Dataset entries:
- - - - - - -

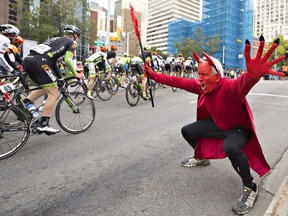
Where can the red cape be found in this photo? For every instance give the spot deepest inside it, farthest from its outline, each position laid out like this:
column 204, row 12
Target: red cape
column 228, row 107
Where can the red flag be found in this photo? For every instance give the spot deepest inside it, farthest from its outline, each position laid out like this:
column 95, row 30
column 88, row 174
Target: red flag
column 135, row 22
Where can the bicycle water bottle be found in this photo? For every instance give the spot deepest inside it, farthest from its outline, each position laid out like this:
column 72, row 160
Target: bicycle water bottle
column 32, row 109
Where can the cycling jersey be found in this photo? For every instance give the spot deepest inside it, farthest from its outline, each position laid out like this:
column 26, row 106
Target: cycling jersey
column 4, row 43
column 41, row 63
column 137, row 65
column 123, row 63
column 97, row 61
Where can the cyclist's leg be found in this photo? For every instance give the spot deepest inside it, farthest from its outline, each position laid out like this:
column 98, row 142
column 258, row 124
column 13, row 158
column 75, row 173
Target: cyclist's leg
column 90, row 68
column 143, row 82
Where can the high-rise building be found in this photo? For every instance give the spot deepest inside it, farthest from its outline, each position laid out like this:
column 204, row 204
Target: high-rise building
column 232, row 21
column 161, row 12
column 123, row 19
column 271, row 18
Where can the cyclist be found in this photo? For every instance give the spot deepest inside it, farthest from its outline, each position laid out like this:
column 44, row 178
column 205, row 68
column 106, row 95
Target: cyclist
column 98, row 61
column 168, row 64
column 41, row 66
column 122, row 67
column 137, row 67
column 12, row 54
column 188, row 65
column 8, row 34
column 179, row 64
column 111, row 55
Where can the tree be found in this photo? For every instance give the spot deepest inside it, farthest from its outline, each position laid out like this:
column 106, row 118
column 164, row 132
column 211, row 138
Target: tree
column 159, row 52
column 46, row 20
column 280, row 50
column 198, row 43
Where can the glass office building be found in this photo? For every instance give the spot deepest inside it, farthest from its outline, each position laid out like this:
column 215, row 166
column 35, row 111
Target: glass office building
column 231, row 20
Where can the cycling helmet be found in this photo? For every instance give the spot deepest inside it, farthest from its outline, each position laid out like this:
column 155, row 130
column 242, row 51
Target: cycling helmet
column 9, row 29
column 103, row 49
column 147, row 48
column 113, row 47
column 19, row 40
column 71, row 29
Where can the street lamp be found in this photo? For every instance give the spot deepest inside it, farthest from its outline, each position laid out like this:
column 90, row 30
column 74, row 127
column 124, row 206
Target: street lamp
column 127, row 41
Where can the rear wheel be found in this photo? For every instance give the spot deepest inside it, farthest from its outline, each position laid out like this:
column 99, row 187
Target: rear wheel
column 132, row 94
column 103, row 89
column 75, row 121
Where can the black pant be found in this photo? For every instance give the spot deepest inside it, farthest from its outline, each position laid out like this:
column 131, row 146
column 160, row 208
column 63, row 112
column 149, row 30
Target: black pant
column 234, row 140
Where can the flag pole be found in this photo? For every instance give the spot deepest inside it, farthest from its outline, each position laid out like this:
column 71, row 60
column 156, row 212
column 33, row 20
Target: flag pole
column 136, row 27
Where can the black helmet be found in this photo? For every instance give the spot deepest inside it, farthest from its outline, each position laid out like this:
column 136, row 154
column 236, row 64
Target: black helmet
column 9, row 29
column 71, row 29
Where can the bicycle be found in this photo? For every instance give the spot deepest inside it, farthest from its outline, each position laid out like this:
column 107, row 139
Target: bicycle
column 178, row 74
column 74, row 113
column 134, row 90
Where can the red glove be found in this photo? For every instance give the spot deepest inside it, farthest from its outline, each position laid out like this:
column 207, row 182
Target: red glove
column 258, row 67
column 20, row 67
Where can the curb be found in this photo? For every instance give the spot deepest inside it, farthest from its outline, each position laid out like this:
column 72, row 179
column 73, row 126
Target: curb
column 279, row 203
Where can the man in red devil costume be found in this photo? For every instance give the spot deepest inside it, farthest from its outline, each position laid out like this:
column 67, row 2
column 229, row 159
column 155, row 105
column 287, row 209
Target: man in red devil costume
column 224, row 125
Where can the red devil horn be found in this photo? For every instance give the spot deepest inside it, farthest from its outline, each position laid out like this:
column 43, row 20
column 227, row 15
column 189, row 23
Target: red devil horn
column 210, row 61
column 197, row 58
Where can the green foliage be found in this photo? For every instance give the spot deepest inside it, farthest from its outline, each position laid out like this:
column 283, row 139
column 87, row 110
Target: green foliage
column 159, row 52
column 198, row 43
column 40, row 22
column 279, row 51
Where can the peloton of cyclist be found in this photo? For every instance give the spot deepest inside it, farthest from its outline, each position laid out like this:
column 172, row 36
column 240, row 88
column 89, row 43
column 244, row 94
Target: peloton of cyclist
column 188, row 66
column 98, row 61
column 179, row 64
column 41, row 67
column 122, row 67
column 8, row 34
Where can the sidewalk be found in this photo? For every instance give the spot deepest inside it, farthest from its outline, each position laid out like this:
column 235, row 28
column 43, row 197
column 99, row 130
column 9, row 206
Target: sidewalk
column 273, row 191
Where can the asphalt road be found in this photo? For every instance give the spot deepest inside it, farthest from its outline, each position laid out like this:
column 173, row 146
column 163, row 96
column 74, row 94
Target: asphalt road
column 128, row 162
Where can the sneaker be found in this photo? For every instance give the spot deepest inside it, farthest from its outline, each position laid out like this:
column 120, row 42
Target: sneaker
column 144, row 96
column 32, row 109
column 191, row 162
column 47, row 129
column 245, row 203
column 40, row 108
column 90, row 97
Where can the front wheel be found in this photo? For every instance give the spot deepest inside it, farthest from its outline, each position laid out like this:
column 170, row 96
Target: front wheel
column 132, row 94
column 76, row 113
column 14, row 130
column 152, row 87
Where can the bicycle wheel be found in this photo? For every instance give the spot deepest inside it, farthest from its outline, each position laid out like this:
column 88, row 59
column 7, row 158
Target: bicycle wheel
column 103, row 89
column 76, row 86
column 132, row 94
column 14, row 130
column 77, row 121
column 115, row 85
column 152, row 87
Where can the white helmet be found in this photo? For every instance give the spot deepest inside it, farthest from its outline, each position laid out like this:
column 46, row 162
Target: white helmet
column 147, row 48
column 9, row 29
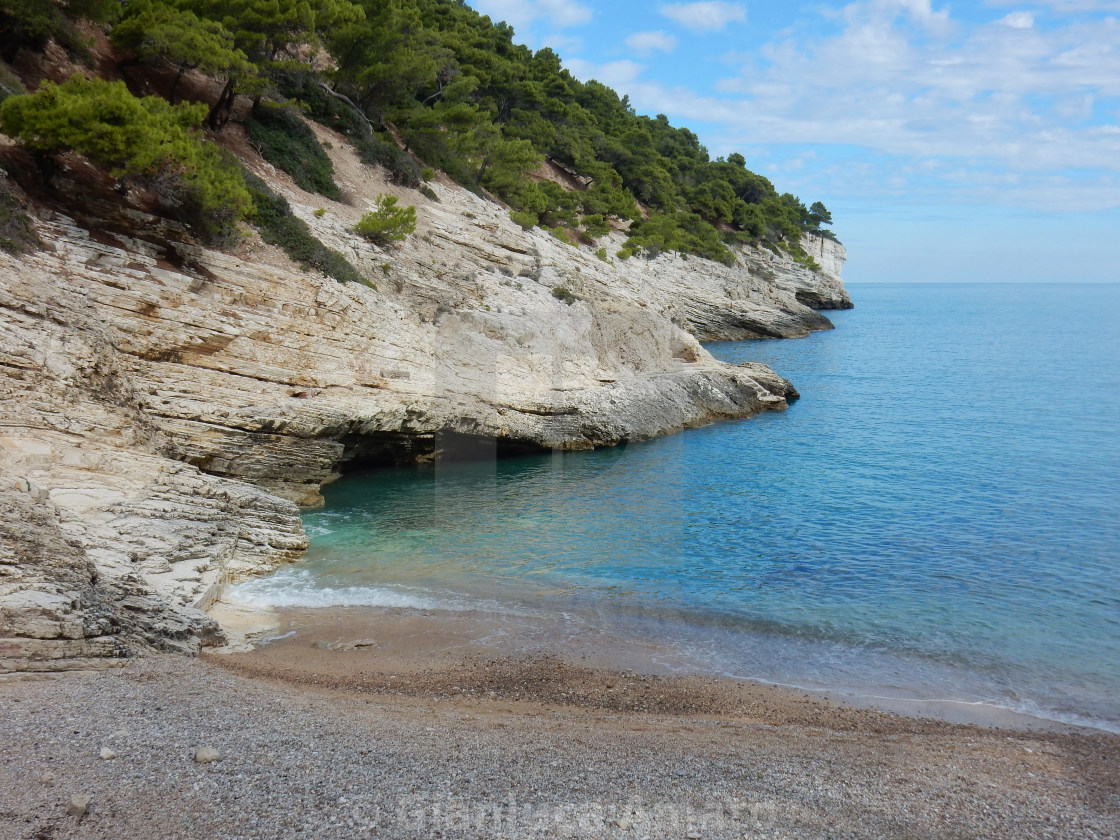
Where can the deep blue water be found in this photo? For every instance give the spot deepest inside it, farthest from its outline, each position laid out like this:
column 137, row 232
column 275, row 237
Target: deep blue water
column 938, row 516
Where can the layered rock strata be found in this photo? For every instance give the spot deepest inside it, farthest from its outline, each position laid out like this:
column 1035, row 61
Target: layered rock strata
column 165, row 408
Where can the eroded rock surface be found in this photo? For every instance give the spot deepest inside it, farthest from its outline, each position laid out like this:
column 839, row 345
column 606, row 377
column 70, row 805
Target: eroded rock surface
column 165, row 408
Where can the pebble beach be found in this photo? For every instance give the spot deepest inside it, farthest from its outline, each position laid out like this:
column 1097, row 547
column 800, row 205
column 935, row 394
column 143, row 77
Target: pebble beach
column 333, row 734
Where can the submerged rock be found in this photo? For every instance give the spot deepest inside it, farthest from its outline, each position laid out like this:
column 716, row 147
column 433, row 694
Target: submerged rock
column 167, row 408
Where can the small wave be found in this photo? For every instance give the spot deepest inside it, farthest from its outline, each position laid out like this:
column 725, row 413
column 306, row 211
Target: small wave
column 298, row 589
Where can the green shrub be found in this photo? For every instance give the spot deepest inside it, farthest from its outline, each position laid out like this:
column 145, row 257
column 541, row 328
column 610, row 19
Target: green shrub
column 686, row 233
column 388, row 223
column 524, row 218
column 143, row 138
column 561, row 234
column 563, row 294
column 378, row 151
column 287, row 142
column 272, row 216
column 596, row 225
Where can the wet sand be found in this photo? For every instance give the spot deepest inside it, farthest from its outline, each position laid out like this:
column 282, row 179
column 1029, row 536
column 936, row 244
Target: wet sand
column 397, row 725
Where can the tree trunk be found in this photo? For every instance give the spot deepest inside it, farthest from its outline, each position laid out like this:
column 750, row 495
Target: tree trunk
column 224, row 104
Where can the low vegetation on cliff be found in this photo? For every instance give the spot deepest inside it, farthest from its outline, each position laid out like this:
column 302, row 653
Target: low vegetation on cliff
column 432, row 76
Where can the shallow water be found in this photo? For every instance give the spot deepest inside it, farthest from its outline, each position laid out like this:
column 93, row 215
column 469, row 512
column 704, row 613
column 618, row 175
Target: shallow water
column 938, row 518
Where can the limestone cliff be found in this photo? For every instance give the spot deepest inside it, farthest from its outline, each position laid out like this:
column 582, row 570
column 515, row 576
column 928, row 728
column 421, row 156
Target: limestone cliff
column 166, row 408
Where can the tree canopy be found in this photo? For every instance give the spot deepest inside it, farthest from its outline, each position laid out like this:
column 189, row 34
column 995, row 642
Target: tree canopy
column 464, row 96
column 146, row 138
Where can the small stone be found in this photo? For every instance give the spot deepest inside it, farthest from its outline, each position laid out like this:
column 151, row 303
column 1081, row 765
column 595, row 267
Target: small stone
column 205, row 755
column 78, row 804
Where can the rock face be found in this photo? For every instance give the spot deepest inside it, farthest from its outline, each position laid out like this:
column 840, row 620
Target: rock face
column 165, row 408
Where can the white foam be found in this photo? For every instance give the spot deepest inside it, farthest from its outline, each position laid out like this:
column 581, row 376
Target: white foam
column 298, row 589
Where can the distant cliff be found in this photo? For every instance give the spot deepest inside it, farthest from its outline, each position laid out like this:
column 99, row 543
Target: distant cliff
column 165, row 408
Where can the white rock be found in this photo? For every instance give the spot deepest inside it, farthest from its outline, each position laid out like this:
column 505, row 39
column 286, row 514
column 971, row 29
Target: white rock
column 165, row 412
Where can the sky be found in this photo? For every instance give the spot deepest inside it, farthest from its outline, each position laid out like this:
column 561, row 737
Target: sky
column 952, row 142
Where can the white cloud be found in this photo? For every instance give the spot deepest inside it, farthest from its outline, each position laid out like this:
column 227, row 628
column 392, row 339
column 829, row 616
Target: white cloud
column 1018, row 20
column 522, row 14
column 646, row 43
column 707, row 16
column 933, row 105
column 565, row 12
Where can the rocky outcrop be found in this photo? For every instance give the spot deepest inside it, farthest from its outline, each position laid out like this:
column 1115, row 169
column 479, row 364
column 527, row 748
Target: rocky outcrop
column 165, row 408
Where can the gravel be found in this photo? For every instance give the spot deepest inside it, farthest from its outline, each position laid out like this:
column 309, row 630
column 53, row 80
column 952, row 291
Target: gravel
column 305, row 762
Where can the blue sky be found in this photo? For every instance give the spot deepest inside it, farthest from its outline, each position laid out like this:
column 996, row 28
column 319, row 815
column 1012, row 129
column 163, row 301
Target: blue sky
column 952, row 141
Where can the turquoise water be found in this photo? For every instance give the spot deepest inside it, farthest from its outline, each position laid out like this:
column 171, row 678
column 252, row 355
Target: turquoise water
column 938, row 518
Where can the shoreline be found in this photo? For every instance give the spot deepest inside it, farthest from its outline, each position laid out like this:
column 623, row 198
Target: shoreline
column 358, row 650
column 671, row 757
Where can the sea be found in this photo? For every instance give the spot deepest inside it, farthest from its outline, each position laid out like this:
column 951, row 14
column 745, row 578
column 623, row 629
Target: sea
column 936, row 519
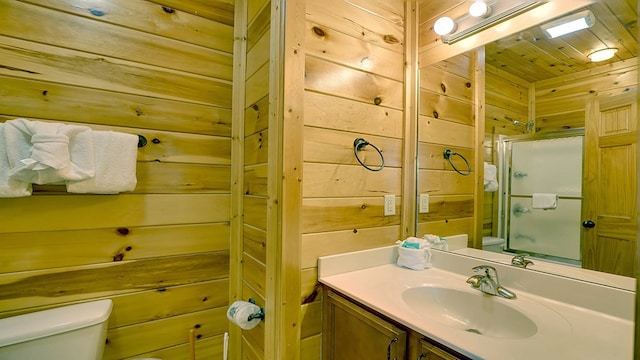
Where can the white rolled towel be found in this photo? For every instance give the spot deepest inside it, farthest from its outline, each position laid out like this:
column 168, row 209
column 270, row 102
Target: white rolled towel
column 9, row 187
column 115, row 158
column 47, row 153
column 544, row 201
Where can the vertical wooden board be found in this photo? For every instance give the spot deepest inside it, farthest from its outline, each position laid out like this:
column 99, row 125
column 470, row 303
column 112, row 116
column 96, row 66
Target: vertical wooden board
column 254, row 274
column 335, row 242
column 327, row 111
column 311, row 319
column 255, row 180
column 257, row 85
column 256, row 116
column 328, row 180
column 444, row 132
column 259, row 54
column 337, row 80
column 255, row 148
column 59, row 248
column 142, row 338
column 83, row 34
column 255, row 243
column 206, row 348
column 255, row 211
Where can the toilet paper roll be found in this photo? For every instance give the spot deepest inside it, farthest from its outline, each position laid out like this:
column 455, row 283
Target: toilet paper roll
column 239, row 313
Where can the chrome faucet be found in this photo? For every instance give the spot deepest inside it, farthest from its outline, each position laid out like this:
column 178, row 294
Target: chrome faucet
column 488, row 283
column 520, row 261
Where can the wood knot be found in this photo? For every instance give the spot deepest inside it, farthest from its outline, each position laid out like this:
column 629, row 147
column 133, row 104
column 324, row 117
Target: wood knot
column 390, row 39
column 318, row 31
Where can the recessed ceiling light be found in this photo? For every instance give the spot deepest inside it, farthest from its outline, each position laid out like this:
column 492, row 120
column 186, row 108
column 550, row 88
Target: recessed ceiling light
column 479, row 9
column 602, row 54
column 444, row 26
column 569, row 24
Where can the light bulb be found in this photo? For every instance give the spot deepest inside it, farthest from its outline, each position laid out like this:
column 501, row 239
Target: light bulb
column 479, row 9
column 602, row 54
column 444, row 26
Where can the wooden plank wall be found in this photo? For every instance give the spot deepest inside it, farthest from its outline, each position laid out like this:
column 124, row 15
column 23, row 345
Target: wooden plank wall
column 354, row 78
column 256, row 168
column 161, row 253
column 560, row 101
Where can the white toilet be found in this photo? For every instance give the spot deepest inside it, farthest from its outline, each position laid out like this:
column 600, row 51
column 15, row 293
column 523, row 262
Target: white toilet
column 491, row 243
column 75, row 332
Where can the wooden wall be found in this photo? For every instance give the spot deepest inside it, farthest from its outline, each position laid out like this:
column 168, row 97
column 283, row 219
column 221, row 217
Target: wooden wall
column 256, row 170
column 507, row 98
column 354, row 87
column 161, row 253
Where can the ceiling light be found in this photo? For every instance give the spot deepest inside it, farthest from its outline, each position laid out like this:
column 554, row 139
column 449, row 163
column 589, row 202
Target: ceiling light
column 602, row 54
column 479, row 9
column 444, row 26
column 569, row 24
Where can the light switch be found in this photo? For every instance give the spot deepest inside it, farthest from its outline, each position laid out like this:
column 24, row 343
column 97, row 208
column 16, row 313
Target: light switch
column 389, row 205
column 424, row 204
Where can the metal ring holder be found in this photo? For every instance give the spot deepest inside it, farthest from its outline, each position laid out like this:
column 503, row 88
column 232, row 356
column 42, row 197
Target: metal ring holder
column 358, row 145
column 449, row 153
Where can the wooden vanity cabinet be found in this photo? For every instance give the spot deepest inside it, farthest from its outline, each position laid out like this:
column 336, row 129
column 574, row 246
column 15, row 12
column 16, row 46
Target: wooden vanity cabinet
column 353, row 332
column 350, row 332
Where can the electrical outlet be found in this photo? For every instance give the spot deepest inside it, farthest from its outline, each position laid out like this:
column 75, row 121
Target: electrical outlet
column 424, row 204
column 389, row 205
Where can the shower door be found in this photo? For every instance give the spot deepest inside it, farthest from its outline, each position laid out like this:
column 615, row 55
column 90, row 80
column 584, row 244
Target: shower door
column 542, row 166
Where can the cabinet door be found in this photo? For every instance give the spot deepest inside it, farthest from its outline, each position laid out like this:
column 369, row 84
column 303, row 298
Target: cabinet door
column 351, row 332
column 429, row 351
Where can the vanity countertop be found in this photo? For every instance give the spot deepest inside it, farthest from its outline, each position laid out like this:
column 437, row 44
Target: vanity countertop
column 563, row 330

- - - - - - -

Work instructions: When you reach the line containing "Where can the shallow" in the data above, start copying exactly, and stop after the line containing "Where can the limestone".

Answer for this exercise:
Where can the shallow water be found in this photo? For every instance give the spot deepest inside it, farthest from its outline, each position laid out like this:
column 93, row 215
column 469, row 512
column 704, row 613
column 618, row 175
Target: shallow water
column 938, row 518
Where can the limestone cliff be found in this photo? For every instance give the spot deepest inside it, farthest from its outline, each position laid out like this:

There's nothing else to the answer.